Provide the data again in its entirety, exactly as given.

================================

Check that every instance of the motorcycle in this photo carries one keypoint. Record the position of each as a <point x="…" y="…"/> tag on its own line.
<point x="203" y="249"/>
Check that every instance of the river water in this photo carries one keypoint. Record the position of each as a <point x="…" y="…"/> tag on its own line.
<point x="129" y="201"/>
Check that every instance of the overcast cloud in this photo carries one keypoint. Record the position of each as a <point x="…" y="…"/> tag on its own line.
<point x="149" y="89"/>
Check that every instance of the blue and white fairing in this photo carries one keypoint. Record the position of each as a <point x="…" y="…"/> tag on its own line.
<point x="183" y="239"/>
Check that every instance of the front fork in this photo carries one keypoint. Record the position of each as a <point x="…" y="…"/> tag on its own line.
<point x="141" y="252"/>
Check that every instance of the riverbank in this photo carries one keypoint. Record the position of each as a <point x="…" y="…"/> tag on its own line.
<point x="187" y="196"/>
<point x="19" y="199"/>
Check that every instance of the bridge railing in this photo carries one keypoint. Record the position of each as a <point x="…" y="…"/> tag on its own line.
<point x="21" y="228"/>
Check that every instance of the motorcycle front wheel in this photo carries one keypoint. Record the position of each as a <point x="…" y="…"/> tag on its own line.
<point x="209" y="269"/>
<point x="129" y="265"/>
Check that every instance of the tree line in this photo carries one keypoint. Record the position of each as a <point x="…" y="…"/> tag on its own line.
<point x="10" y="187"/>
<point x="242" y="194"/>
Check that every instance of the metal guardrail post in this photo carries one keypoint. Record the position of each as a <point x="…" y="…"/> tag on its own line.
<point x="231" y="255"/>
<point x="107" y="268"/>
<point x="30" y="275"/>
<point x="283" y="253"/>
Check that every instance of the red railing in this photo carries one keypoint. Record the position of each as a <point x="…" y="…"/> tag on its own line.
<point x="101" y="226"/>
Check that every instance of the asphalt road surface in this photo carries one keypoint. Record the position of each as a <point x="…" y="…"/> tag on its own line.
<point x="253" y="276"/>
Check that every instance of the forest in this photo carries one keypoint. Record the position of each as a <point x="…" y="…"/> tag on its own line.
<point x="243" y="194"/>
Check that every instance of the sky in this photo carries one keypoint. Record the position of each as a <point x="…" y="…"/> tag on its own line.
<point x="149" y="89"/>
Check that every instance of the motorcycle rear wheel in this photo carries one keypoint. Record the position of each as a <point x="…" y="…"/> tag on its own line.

================================

The output ▸
Check that every instance of the motorcycle in this photo carries one keypoint. Record the position of each as a <point x="…" y="…"/> tag on its own line.
<point x="203" y="249"/>
Check that every instance of the river water in this photo carries one keypoint. Record the position of each as a <point x="…" y="…"/> tag on its own line.
<point x="129" y="201"/>
Check that every instance of the overcast cloud in this photo carries one keypoint. Record the position of each as a <point x="…" y="…"/> tag on its own line.
<point x="149" y="89"/>
Check that every instance of the blue and white fairing in this photo carries one keypoint. Record the position of each as a <point x="…" y="…"/> tag on its own line.
<point x="183" y="239"/>
Check that every instance of the front fork in this photo carries one keypoint. Record the position of each as a <point x="…" y="…"/> tag on its own line.
<point x="141" y="252"/>
Check that every instance of the riverbank in this photo carries one keypoint. Record the position of each as a <point x="…" y="…"/> tag on its own line.
<point x="187" y="196"/>
<point x="19" y="199"/>
Check that every instance of the bridge railing in this photo carries one keypoint. Record the position of each as a <point x="…" y="…"/> tag on its own line.
<point x="21" y="228"/>
Check that every instance of the motorcycle front wheel in this photo carries one keypoint. Record the position of each as a <point x="…" y="…"/> tag on its own line.
<point x="209" y="269"/>
<point x="129" y="265"/>
Check that every instance of the tree line in this photo carries one keypoint. Record the position of each as a <point x="…" y="…"/> tag on its own line.
<point x="10" y="187"/>
<point x="242" y="194"/>
Check that every instance of the metal guardrail post in this photo carries one keypoint. Record the position of each as a <point x="…" y="…"/> tag on its own line.
<point x="231" y="255"/>
<point x="107" y="268"/>
<point x="30" y="275"/>
<point x="283" y="253"/>
Check that every instance of the red railing in this photo carries one keypoint. Record the position of each as a <point x="…" y="…"/> tag on its own line.
<point x="101" y="226"/>
Check that every instance of the asphalt road surface in this photo carries one keypoint. Record the position of each as a <point x="…" y="…"/> tag on its own line.
<point x="253" y="276"/>
Check that every instance of the forest in this photo carries one keypoint. Record the position of each as a <point x="…" y="…"/> tag on its own line.
<point x="243" y="194"/>
Check that every instance of the sky in this photo carries one keypoint. Record the position of each as a <point x="…" y="…"/> tag on its own line.
<point x="149" y="89"/>
Check that every instance of the motorcycle rear wheel in this photo carries one keypoint. Record the position of each as a <point x="…" y="…"/> tag on its own line.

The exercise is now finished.